**DATA:**
▬▬▬▬▬▬▬▬▬▬
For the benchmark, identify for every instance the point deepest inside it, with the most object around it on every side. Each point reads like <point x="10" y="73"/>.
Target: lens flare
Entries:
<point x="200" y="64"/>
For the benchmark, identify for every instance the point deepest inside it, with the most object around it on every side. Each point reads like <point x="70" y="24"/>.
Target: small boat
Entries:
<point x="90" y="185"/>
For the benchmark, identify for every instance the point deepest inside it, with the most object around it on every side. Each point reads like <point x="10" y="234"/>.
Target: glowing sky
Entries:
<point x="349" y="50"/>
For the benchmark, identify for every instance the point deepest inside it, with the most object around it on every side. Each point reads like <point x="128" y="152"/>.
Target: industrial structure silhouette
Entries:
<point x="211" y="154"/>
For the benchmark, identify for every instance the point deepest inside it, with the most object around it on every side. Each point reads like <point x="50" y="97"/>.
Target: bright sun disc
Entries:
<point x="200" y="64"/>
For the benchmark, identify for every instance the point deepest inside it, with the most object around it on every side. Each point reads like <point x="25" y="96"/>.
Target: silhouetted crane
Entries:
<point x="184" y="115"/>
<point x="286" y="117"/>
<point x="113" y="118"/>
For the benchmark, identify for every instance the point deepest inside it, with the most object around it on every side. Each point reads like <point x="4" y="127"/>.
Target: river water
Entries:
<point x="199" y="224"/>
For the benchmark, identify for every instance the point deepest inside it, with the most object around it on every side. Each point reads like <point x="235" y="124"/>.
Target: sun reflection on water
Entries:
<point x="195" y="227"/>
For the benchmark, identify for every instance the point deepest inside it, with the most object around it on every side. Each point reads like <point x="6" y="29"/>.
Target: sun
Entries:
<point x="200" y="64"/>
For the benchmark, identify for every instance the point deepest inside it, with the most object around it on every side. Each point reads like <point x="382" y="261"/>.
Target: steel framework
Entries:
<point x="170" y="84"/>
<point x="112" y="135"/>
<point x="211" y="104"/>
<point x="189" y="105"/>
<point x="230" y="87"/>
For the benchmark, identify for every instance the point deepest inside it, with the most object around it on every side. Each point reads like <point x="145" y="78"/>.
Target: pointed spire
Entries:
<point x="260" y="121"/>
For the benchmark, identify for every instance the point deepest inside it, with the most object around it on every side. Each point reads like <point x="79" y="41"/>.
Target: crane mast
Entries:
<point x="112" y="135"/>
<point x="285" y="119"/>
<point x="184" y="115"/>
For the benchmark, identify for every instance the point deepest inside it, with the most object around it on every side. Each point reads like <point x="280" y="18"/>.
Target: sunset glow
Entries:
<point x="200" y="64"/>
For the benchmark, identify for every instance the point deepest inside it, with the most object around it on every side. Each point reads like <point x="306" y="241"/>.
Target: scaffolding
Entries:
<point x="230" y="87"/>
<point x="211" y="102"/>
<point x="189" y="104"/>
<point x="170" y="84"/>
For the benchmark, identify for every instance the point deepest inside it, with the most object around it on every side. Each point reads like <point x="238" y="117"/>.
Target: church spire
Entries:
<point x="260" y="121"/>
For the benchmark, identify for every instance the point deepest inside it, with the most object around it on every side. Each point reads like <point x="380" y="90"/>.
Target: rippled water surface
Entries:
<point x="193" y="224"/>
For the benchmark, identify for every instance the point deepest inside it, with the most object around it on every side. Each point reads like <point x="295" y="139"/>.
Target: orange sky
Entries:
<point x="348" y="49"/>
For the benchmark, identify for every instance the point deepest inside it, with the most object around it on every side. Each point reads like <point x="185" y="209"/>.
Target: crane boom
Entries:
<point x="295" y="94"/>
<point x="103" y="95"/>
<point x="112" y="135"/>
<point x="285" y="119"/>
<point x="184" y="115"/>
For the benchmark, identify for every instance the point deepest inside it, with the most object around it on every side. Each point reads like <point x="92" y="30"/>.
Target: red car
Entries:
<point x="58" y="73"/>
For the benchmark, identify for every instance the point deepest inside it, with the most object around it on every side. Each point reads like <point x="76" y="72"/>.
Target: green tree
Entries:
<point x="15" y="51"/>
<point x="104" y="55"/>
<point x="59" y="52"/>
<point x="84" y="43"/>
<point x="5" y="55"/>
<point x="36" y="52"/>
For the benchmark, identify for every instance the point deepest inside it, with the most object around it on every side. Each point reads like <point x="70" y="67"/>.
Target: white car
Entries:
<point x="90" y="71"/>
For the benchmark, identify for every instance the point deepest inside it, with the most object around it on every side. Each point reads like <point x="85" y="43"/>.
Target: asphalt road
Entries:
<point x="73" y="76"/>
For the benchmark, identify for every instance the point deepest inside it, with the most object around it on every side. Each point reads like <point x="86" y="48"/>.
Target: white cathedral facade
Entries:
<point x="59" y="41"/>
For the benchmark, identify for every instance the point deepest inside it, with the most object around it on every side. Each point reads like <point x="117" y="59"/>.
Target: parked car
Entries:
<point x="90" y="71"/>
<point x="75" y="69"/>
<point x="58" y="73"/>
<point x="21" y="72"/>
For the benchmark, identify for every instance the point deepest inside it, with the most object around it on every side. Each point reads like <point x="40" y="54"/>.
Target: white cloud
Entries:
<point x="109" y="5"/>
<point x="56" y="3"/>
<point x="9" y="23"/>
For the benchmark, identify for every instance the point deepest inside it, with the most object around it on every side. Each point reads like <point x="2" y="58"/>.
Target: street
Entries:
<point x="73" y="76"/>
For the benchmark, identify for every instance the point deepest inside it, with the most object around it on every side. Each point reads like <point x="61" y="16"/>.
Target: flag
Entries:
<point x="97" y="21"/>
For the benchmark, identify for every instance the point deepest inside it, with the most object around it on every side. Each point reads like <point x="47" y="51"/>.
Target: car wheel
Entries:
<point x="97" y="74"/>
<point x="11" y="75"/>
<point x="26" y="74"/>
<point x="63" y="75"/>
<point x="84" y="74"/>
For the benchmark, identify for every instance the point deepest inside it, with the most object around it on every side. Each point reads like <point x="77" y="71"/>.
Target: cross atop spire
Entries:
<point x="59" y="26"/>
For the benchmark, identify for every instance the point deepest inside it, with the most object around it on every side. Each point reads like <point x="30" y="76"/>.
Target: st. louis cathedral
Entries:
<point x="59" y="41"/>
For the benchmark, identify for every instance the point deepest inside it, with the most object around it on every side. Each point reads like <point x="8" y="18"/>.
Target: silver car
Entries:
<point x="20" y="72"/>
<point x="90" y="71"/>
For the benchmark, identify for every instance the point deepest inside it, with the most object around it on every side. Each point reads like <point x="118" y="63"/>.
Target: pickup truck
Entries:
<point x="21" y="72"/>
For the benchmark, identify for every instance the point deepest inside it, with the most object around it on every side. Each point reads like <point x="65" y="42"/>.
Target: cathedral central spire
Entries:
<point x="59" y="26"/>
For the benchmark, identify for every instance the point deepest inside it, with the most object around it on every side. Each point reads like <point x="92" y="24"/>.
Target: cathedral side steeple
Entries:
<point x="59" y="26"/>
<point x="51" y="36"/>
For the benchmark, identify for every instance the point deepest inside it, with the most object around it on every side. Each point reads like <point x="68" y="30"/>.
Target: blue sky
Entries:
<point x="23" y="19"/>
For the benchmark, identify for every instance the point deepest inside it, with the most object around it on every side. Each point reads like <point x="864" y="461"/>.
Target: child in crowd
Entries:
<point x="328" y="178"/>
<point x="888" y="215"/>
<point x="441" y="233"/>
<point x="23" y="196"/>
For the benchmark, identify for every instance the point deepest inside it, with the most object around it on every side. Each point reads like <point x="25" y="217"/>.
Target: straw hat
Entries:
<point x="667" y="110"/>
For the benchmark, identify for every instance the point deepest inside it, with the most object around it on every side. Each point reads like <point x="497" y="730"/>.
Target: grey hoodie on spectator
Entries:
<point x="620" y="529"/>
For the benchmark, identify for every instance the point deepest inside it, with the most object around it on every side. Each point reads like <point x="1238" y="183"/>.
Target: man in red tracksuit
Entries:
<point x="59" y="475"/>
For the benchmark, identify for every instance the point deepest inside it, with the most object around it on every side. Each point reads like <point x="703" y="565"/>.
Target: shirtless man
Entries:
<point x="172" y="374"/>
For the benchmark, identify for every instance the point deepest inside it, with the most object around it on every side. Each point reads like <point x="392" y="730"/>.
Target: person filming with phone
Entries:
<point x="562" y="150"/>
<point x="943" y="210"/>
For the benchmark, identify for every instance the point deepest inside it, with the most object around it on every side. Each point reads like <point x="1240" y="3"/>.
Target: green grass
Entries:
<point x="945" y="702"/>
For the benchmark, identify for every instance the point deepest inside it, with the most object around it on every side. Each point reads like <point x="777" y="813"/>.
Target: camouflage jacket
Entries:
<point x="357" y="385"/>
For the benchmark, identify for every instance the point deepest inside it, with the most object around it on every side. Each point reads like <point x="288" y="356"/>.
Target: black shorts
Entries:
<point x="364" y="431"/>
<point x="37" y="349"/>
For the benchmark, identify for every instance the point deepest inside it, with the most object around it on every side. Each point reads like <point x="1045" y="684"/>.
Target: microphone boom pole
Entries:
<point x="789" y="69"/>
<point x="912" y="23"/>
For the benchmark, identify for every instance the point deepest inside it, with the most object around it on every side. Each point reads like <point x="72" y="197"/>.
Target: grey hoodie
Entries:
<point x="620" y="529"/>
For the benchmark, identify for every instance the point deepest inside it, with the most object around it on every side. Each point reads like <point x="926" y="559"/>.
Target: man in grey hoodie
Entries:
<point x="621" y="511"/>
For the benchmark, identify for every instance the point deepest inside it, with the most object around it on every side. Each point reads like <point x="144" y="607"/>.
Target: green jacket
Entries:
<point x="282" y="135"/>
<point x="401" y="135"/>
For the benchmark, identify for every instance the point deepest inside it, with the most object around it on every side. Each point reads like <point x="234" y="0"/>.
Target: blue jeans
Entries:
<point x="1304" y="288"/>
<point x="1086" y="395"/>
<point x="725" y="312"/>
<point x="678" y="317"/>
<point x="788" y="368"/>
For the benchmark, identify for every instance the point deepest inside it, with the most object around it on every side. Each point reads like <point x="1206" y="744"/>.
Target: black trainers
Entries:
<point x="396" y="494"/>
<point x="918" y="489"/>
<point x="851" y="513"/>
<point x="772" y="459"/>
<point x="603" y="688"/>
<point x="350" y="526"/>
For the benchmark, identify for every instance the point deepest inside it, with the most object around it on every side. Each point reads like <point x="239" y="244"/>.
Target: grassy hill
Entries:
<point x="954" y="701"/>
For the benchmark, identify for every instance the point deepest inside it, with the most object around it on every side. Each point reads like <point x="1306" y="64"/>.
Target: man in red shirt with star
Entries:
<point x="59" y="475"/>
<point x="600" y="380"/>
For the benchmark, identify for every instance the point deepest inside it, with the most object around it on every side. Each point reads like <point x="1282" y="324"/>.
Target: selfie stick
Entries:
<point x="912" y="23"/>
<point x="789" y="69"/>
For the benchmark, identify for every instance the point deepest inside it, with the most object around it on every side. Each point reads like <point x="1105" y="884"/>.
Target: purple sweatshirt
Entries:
▬▬▬▬▬▬▬▬▬▬
**EXERCISE:**
Find every line in the records that contains the word "black", and copy each of those lines.

**RESPONSE:**
Target: black shorts
Target: black trainers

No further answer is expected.